====== DATA FOR PROCESSING ======

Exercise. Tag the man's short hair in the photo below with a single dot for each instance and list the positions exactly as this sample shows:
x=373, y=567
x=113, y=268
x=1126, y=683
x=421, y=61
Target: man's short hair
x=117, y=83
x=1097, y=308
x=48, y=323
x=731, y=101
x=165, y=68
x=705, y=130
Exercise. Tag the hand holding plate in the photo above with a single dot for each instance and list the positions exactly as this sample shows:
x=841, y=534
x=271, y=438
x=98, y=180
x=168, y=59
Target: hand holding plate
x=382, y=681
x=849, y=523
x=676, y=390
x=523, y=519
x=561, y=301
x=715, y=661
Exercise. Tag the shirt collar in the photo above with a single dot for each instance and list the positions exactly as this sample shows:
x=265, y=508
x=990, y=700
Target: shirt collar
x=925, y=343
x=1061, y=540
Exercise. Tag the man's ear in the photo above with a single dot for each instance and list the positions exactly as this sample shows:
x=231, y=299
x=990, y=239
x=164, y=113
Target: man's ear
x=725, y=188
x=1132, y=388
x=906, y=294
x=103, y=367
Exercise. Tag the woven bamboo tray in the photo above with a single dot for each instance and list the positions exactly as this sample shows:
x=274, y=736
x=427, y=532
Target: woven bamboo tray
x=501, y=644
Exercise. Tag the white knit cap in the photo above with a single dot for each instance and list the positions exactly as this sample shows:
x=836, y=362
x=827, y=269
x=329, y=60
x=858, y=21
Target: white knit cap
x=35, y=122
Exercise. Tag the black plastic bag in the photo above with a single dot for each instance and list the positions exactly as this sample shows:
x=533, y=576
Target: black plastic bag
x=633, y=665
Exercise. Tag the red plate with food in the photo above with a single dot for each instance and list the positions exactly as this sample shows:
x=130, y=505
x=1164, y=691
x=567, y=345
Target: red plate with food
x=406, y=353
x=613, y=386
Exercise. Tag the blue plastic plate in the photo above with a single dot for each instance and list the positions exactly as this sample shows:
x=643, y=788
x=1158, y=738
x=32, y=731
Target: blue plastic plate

======

If a line in the entries above has the word "blue", copy it.

ANSWER —
Exercise. Tag the blue plastic plate in the photo above with a single dot for each instance and list the positions exactly as this sample shows:
Target: blue plastic plate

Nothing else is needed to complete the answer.